:: Exercise goal ::
Echo back every line from the one containing "Reviewer note: verify that every instance of the concrete" up to and including the one containing "<point>484,873</point>", reproducing each line unchanged. Leave out all the other items.

:: Provided entries ::
◆ ◆ ◆ ◆
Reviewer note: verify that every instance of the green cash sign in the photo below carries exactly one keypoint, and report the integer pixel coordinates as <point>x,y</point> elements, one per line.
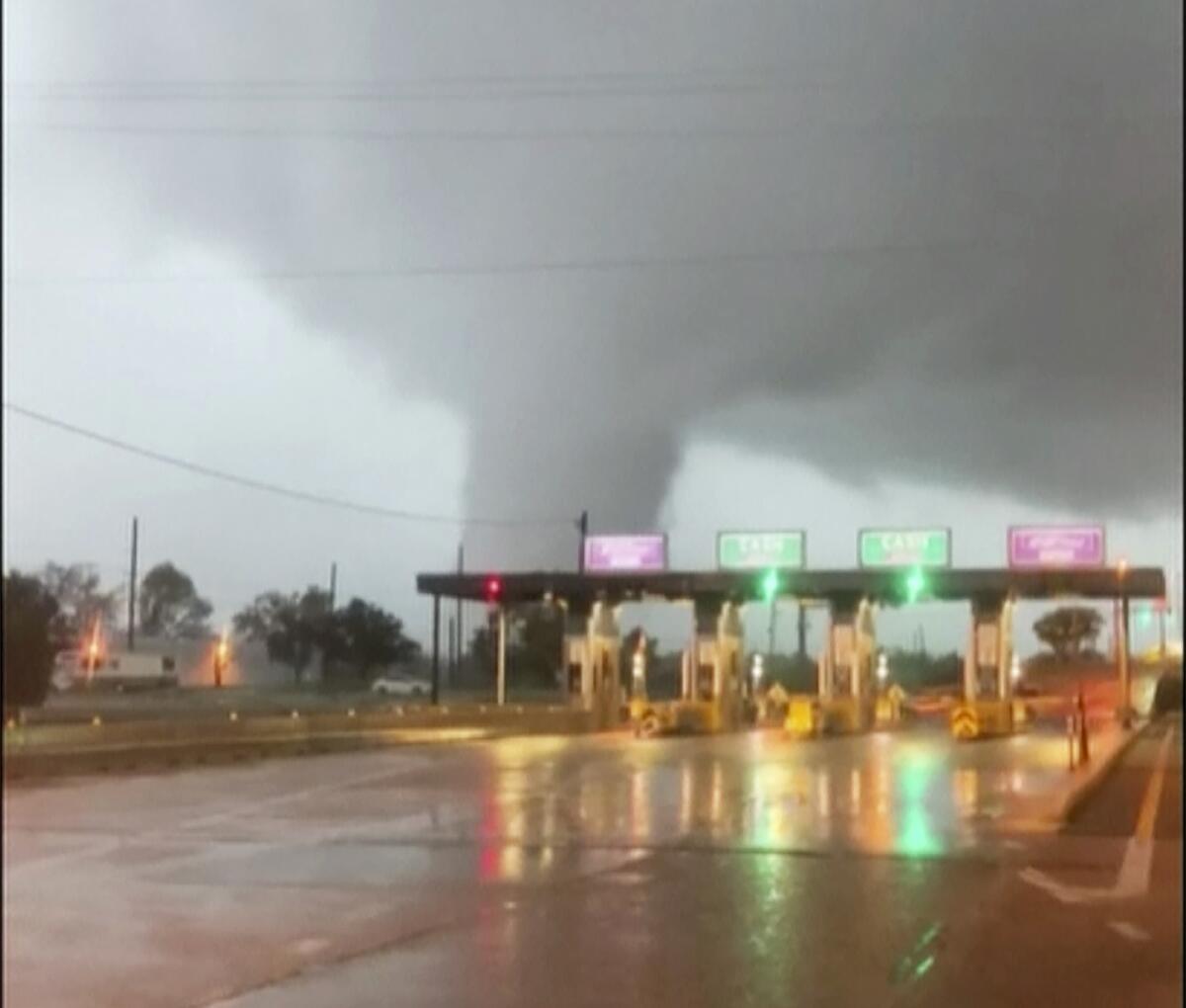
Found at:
<point>905,548</point>
<point>760,550</point>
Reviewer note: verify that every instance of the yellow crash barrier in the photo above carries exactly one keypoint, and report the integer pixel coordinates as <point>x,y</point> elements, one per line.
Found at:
<point>657,717</point>
<point>982,718</point>
<point>890,707</point>
<point>804,716</point>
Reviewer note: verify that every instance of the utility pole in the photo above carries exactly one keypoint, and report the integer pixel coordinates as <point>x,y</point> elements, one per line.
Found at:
<point>502,656</point>
<point>582,527</point>
<point>452,651</point>
<point>461,624</point>
<point>131,591</point>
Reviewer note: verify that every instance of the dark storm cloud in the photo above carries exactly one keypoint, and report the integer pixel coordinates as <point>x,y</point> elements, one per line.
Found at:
<point>932,240</point>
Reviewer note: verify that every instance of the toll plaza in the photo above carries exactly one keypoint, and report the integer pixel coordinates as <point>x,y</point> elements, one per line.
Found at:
<point>713,687</point>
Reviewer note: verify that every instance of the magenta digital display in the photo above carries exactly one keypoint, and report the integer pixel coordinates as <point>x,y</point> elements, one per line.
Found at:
<point>1057,546</point>
<point>626,554</point>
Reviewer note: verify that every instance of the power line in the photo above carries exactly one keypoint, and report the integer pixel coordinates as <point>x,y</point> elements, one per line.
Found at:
<point>590,265</point>
<point>272,487</point>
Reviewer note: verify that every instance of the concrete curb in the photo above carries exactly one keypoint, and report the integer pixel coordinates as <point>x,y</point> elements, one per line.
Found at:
<point>1096,775</point>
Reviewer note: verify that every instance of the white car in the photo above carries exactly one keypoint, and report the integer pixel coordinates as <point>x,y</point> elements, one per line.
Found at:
<point>398,686</point>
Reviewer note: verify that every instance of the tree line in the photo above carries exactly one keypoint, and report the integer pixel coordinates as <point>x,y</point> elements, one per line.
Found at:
<point>57,609</point>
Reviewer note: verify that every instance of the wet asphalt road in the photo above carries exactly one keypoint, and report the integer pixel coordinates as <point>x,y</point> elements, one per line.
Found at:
<point>742,871</point>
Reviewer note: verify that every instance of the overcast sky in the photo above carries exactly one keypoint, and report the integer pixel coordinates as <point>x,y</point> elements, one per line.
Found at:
<point>695,265</point>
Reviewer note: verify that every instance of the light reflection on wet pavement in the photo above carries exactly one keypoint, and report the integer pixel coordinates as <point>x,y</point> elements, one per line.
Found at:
<point>484,873</point>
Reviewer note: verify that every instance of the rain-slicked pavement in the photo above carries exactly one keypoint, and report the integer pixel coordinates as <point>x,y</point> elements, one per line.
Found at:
<point>745,870</point>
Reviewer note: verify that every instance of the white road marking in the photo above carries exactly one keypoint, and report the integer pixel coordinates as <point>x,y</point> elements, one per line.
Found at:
<point>1130,931</point>
<point>309,947</point>
<point>173,831</point>
<point>1134,871</point>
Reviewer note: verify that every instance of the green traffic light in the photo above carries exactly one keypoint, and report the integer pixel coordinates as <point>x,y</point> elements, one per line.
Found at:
<point>914,585</point>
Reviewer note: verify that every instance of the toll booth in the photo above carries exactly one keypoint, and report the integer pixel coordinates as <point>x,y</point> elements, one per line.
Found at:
<point>847,695</point>
<point>592,658</point>
<point>711,697</point>
<point>987,707</point>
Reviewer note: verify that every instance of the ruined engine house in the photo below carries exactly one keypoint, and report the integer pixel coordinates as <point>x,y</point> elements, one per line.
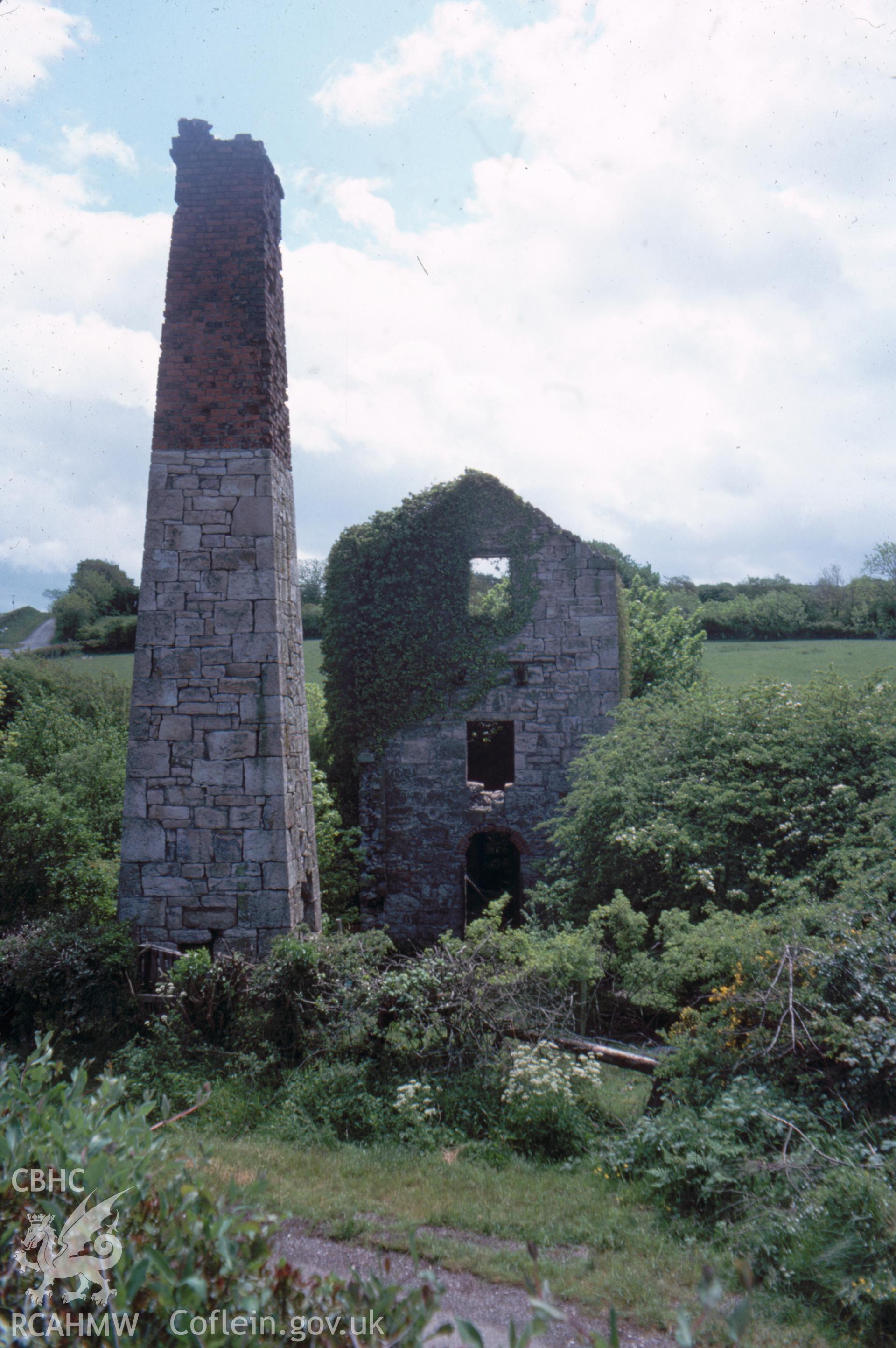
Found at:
<point>450,806</point>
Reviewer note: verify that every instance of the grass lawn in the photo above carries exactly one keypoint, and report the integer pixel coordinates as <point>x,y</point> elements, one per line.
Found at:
<point>794,662</point>
<point>600,1243</point>
<point>313,662</point>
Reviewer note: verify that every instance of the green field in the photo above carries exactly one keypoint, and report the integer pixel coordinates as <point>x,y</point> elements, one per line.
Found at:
<point>795,662</point>
<point>123,665</point>
<point>729,662</point>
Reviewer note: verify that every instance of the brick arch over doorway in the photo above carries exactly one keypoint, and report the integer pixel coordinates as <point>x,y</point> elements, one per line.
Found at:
<point>517,839</point>
<point>492,868</point>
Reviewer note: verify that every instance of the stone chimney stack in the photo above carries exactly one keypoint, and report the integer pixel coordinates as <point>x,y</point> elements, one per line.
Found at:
<point>219,828</point>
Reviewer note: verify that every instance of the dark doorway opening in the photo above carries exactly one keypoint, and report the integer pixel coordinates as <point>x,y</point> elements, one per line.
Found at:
<point>492,871</point>
<point>490,754</point>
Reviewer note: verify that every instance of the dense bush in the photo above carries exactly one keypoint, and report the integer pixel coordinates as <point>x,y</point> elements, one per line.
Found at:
<point>63,755</point>
<point>98,591</point>
<point>181,1246</point>
<point>665,646</point>
<point>115,633</point>
<point>728,797</point>
<point>63,975</point>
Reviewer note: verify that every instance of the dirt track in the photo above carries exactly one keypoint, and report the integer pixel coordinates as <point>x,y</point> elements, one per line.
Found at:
<point>488,1306</point>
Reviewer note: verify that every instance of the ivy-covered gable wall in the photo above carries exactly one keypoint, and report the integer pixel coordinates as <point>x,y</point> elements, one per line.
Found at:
<point>409,666</point>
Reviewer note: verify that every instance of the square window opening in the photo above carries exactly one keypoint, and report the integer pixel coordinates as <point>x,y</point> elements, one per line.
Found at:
<point>490,754</point>
<point>490,595</point>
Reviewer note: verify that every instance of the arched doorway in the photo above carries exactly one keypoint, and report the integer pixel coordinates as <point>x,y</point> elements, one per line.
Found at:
<point>492,870</point>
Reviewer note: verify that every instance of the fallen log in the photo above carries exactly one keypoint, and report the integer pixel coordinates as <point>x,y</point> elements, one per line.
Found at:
<point>620,1057</point>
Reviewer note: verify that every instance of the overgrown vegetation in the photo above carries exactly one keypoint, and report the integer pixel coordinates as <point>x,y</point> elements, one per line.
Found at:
<point>19,623</point>
<point>99,608</point>
<point>63,761</point>
<point>388,661</point>
<point>774,608</point>
<point>722,894</point>
<point>182,1246</point>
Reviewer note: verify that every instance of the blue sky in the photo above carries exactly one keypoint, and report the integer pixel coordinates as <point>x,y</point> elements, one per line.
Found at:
<point>635,262</point>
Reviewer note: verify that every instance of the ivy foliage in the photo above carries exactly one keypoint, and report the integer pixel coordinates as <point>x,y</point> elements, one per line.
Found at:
<point>399,638</point>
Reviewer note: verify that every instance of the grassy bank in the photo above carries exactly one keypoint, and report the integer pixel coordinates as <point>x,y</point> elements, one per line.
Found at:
<point>19,623</point>
<point>742,662</point>
<point>600,1243</point>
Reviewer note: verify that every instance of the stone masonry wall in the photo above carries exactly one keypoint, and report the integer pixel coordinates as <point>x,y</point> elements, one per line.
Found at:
<point>219,828</point>
<point>418,812</point>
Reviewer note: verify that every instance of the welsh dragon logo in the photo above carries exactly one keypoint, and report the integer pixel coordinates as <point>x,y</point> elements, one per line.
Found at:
<point>66,1258</point>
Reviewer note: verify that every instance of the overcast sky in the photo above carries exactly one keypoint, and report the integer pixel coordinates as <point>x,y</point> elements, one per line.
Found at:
<point>635,259</point>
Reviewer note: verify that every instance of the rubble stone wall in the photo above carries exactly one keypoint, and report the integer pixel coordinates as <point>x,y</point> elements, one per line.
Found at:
<point>418,812</point>
<point>219,828</point>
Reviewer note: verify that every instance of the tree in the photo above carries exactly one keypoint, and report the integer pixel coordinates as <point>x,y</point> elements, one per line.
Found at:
<point>310,572</point>
<point>98,591</point>
<point>627,566</point>
<point>666,646</point>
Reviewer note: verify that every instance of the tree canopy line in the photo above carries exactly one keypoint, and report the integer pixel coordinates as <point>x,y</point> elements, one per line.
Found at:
<point>98,610</point>
<point>774,608</point>
<point>722,885</point>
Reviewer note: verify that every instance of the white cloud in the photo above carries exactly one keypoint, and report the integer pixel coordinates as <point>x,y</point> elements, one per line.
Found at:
<point>31,37</point>
<point>669,317</point>
<point>85,358</point>
<point>80,143</point>
<point>83,294</point>
<point>376,91</point>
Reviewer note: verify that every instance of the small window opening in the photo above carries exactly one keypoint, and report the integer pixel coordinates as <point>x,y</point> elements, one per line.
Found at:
<point>492,871</point>
<point>490,587</point>
<point>490,754</point>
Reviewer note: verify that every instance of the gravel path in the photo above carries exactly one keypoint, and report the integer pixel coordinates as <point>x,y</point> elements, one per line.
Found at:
<point>41,637</point>
<point>490,1306</point>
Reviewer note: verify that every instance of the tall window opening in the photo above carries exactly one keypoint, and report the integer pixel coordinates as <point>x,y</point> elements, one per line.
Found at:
<point>490,754</point>
<point>492,871</point>
<point>490,586</point>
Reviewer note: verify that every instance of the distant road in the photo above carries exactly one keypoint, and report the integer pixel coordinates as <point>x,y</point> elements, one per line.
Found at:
<point>41,637</point>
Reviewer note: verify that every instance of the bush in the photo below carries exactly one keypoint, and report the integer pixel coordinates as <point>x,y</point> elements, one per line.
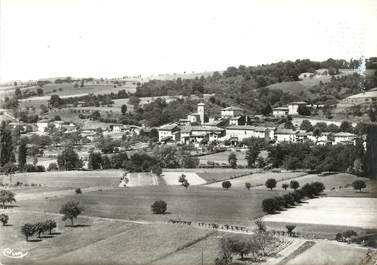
◆ ◆ ◆ ◆
:: Problem solution ::
Reviewer note: verify that every instance of the concrete curb in the photo above carries exactly one keypoint, and report the integer pixel coordinates as <point>x,y</point> elements, one per line.
Found at:
<point>1096,775</point>
Reviewer note: verify that every instance of the white car in the photo above carries exactly one keypoint, and report the integer pixel coordinates as <point>x,y</point> elements, one per line.
Found at:
<point>398,686</point>
Reviewer note: verify that every instance of the tree line in the photo above carries exactly one keypoint, and report the integer pixel coordinates as <point>x,y</point> elements, one per line.
Found at:
<point>57,609</point>
Reviewer note: verify that every instance of the wet asphalt road in the photo above carries exactly one keypoint, and report the integer pixel coordinates as <point>x,y</point> elements, one per line.
Found at:
<point>742,871</point>
Reviewer note: verify that every instance of the overcast sky in the photo above carries exactly one keypoint, and report the integer pixel coordinates as <point>x,y</point> elements, one per line.
Found at:
<point>695,265</point>
Reviewer note: verify that every instance of the light reflection on wet pavement in the photo above carries exactly one keypoint, and report the integer pixel coordinates as <point>x,y</point> elements, one per line.
Found at:
<point>484,873</point>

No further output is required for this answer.